┏━━

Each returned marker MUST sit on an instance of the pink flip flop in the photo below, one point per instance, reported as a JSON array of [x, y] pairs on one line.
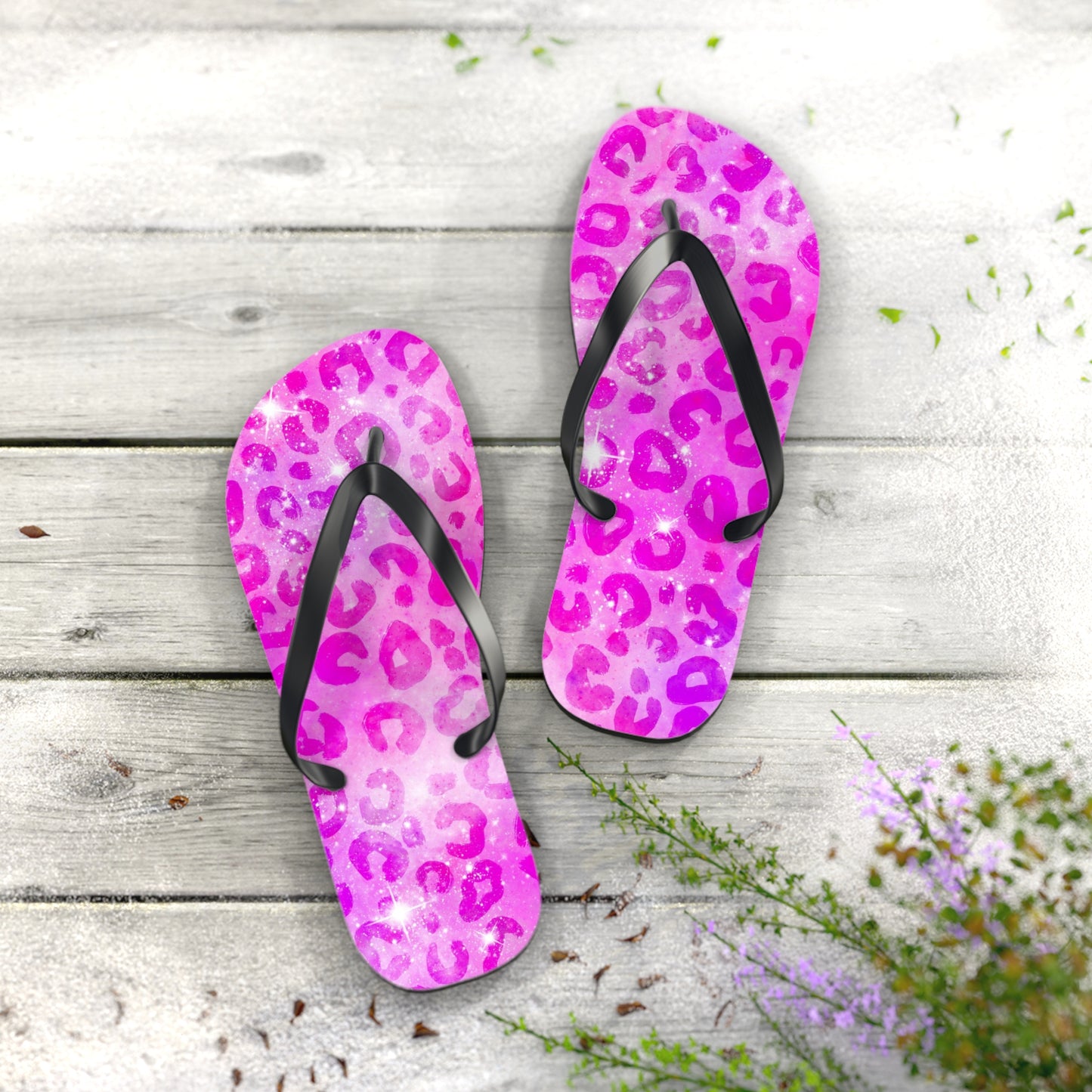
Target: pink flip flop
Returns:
[[343, 490], [682, 398]]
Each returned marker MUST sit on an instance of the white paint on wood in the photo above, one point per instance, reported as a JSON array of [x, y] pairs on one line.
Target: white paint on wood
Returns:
[[377, 129], [880, 559], [175, 998], [107, 757], [161, 336]]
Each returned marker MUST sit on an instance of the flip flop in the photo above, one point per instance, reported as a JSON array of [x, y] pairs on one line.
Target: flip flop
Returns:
[[343, 490], [682, 397]]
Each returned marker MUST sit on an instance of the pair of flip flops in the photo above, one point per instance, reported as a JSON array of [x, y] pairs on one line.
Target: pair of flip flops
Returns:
[[356, 518]]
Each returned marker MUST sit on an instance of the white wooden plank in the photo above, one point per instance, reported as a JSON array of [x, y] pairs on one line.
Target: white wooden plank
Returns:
[[108, 756], [173, 998], [164, 336], [880, 559], [377, 129], [545, 17]]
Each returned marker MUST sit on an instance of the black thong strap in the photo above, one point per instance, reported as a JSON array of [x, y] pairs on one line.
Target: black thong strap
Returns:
[[679, 246], [372, 478]]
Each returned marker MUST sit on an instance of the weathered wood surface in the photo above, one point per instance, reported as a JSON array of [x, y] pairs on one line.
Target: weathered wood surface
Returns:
[[196, 194], [543, 15], [883, 559], [173, 998], [175, 338], [242, 129], [116, 753]]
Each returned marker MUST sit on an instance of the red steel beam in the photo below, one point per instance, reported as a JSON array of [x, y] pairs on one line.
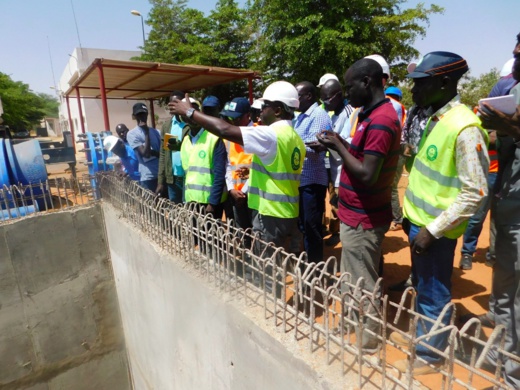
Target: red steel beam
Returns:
[[250, 85], [103, 96], [82, 124], [152, 111], [71, 124]]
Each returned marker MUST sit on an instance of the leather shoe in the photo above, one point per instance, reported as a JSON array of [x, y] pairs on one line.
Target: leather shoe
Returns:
[[402, 285], [466, 262], [419, 368], [399, 339], [333, 240]]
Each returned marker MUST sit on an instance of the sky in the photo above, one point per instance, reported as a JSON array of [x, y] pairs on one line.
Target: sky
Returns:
[[37, 36]]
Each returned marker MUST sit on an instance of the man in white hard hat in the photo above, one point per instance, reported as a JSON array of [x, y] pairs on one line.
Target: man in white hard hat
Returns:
[[278, 153], [125, 153], [326, 77]]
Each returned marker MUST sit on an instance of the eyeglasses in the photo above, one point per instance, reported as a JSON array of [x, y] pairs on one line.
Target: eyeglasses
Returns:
[[265, 105], [327, 101]]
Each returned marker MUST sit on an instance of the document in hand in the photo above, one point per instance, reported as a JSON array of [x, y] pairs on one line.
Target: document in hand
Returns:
[[505, 104]]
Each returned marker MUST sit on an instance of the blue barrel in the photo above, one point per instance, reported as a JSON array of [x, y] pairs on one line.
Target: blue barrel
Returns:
[[28, 167], [16, 212]]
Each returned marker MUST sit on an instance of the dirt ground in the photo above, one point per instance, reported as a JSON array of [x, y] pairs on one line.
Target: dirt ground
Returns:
[[470, 289]]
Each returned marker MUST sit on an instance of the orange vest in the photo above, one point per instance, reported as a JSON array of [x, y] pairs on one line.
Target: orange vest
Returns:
[[238, 159]]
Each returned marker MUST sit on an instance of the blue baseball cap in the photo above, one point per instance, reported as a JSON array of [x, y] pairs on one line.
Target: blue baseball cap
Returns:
[[394, 91], [438, 63], [236, 108], [211, 101]]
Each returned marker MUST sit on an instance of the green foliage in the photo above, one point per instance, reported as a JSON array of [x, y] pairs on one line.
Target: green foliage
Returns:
[[294, 41], [301, 40], [472, 89], [23, 108]]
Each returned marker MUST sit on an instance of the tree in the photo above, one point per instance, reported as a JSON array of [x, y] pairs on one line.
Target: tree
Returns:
[[22, 107], [301, 40], [472, 89]]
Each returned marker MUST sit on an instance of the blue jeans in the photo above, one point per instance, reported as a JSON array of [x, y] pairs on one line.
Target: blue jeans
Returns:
[[470, 239], [312, 208], [149, 184], [176, 191], [432, 271]]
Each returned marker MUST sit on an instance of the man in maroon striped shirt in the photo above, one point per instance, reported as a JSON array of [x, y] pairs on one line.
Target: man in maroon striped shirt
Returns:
[[365, 192]]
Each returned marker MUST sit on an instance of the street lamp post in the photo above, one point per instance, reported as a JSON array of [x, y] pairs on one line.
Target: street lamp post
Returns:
[[137, 13]]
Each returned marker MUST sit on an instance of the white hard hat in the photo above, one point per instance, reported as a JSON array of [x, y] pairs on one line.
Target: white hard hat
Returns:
[[109, 142], [326, 77], [257, 104], [193, 101], [381, 61], [282, 91], [507, 69]]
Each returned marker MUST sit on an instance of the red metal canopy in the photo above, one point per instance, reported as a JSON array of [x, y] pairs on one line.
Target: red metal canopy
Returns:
[[137, 80]]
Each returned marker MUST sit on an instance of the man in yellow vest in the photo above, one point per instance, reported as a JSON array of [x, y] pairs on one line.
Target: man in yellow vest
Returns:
[[204, 158], [237, 112], [278, 153], [447, 183]]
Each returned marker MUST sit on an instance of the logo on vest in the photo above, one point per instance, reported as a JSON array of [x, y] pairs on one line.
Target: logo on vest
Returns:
[[431, 153], [296, 159]]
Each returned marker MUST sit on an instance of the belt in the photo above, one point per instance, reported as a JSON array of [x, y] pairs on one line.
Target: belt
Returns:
[[178, 179]]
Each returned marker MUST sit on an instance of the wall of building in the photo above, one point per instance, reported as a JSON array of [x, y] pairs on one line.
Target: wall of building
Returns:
[[60, 326], [182, 334], [120, 111]]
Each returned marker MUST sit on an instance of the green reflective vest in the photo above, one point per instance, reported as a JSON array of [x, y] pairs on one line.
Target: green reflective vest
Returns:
[[433, 183], [197, 162], [273, 188]]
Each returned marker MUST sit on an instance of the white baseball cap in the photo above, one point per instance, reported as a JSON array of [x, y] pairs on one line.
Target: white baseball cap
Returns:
[[326, 77]]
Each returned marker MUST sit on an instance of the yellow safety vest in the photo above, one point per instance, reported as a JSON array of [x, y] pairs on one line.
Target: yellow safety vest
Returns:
[[433, 183], [197, 162], [273, 188]]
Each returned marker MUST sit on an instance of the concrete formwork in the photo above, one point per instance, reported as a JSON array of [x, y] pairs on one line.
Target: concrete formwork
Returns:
[[181, 334], [59, 319]]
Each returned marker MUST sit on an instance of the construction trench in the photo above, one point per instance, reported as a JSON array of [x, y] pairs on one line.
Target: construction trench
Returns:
[[114, 289]]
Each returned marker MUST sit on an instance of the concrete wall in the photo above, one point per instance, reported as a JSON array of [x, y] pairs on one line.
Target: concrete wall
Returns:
[[59, 319], [182, 334]]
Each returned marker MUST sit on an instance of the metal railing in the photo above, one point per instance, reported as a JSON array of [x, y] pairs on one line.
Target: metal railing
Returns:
[[314, 302], [18, 201]]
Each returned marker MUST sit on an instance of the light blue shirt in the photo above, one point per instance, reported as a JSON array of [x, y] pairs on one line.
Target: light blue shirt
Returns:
[[308, 124], [176, 130], [148, 167]]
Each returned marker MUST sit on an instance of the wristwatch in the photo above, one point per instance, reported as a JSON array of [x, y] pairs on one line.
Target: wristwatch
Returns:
[[189, 113]]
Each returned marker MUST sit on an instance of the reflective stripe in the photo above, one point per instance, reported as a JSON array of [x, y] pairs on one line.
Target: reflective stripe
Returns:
[[446, 181], [422, 204], [273, 197], [275, 176], [198, 187], [192, 168]]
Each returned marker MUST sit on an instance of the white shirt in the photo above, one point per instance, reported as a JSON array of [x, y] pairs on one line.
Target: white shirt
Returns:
[[262, 140]]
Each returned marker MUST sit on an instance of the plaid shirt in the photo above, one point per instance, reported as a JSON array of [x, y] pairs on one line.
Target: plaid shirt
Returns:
[[308, 124]]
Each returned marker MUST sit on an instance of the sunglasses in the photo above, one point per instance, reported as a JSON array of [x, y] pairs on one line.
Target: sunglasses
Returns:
[[327, 101]]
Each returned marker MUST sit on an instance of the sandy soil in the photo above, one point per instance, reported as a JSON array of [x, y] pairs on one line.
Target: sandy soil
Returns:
[[470, 289]]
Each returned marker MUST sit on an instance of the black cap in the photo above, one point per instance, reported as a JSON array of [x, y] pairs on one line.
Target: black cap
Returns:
[[439, 63], [236, 108], [139, 108], [121, 127]]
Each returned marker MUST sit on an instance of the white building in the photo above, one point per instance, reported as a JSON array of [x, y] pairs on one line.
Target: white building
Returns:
[[120, 111]]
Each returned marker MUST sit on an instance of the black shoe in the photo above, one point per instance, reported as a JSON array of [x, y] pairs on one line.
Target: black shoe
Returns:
[[402, 285], [466, 262], [483, 318], [333, 240]]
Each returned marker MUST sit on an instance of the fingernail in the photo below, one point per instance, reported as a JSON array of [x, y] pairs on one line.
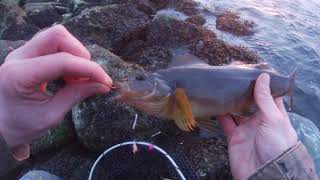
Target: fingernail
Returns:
[[265, 78]]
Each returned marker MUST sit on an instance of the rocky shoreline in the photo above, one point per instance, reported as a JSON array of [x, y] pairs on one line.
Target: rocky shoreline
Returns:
[[125, 37]]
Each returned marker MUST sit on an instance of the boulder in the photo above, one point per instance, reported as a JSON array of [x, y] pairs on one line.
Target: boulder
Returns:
[[231, 22], [101, 122], [197, 19], [46, 13], [6, 47], [309, 135], [55, 138], [71, 162], [14, 23], [200, 41], [151, 58], [189, 7], [171, 32], [110, 26], [217, 52]]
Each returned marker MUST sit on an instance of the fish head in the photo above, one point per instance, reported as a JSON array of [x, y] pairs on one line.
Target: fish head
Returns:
[[147, 92]]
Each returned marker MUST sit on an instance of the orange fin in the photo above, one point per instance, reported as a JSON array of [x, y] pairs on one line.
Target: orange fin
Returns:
[[182, 111]]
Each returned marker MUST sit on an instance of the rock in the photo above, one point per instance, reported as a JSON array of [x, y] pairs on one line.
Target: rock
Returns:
[[71, 162], [6, 47], [14, 24], [189, 7], [309, 135], [109, 26], [218, 52], [100, 121], [170, 32], [230, 22], [200, 41], [45, 14], [197, 20], [151, 58], [55, 138]]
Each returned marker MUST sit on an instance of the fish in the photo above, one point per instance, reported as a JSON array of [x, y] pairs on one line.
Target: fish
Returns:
[[191, 92]]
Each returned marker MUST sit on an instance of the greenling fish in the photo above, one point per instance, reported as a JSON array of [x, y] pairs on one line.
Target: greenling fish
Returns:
[[190, 91]]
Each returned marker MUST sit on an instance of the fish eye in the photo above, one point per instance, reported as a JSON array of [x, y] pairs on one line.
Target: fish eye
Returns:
[[140, 77]]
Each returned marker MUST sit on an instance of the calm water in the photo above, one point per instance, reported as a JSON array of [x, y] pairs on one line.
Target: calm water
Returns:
[[288, 36]]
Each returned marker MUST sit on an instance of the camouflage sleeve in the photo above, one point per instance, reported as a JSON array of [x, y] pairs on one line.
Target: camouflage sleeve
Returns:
[[295, 163]]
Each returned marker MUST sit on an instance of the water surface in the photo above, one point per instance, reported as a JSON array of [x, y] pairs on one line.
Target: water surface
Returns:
[[288, 36]]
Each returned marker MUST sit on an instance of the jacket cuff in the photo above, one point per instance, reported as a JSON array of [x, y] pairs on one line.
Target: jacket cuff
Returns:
[[294, 163]]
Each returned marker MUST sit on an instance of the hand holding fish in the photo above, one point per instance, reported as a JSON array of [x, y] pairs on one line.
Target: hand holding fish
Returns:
[[26, 111], [261, 137]]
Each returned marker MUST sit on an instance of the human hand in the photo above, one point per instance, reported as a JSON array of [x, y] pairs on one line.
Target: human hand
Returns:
[[26, 111], [261, 137]]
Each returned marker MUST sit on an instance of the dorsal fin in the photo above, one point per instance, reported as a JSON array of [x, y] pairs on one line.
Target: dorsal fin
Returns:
[[186, 59], [262, 65]]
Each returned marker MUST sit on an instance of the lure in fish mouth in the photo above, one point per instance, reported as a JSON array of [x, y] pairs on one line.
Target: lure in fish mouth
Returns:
[[145, 91]]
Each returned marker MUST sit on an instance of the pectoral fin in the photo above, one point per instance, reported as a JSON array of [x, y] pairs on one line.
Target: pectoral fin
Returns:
[[181, 111]]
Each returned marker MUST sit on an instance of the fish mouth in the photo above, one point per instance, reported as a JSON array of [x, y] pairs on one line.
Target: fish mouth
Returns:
[[121, 88]]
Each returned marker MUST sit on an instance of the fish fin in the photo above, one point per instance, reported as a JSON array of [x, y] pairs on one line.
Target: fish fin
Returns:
[[182, 111], [208, 125], [261, 66], [292, 78], [236, 63], [186, 59], [247, 112], [209, 128]]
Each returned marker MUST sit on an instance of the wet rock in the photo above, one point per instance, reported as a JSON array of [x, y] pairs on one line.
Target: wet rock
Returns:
[[197, 20], [6, 47], [309, 135], [218, 52], [109, 26], [151, 58], [72, 162], [200, 41], [189, 7], [14, 23], [231, 22], [55, 138], [100, 121], [45, 14], [170, 32], [197, 157]]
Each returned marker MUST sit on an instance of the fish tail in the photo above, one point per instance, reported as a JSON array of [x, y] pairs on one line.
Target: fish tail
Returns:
[[292, 78]]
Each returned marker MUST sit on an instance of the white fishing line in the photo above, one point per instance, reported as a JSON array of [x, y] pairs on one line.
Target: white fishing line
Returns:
[[135, 122], [139, 143]]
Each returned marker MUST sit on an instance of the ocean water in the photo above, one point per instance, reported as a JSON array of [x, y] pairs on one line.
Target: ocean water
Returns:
[[287, 36]]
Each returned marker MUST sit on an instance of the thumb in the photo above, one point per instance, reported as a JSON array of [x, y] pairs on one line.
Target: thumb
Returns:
[[263, 97], [66, 98]]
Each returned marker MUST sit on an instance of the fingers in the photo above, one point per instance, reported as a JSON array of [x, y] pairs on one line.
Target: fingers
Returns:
[[228, 125], [279, 102], [53, 40], [50, 67], [66, 98], [263, 96]]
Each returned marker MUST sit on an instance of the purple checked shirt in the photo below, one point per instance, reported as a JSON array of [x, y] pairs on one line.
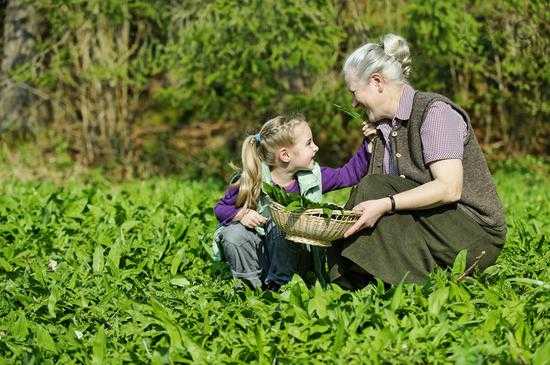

┗━━

→ **Assignment**
Please copy, exactly and with nothing else, the lines above beginning at the line that has "the fish tail" and ending with the line that has "Each returned marker MUST sit on an instance of the ocean".

→ **Answer for the task**
Each returned marker MUST sit on an instance of the fish tail in the photo above, one point per instance, reported as a JSON array of [x, y] pairs on one line.
Target: fish tail
Returns:
[[292, 78]]
Each returned marker MUST sit on an instance of the white fishing line in the photo above, one point per instance, reported as a JSON array of [x, y] pairs on one line.
Target: white fishing line
Returns:
[[135, 122], [139, 143]]
Each returned marker MUST sit on an instance of the ocean water in the photo above, one point per instance, reported as a JSON array of [x, y] pairs on one line.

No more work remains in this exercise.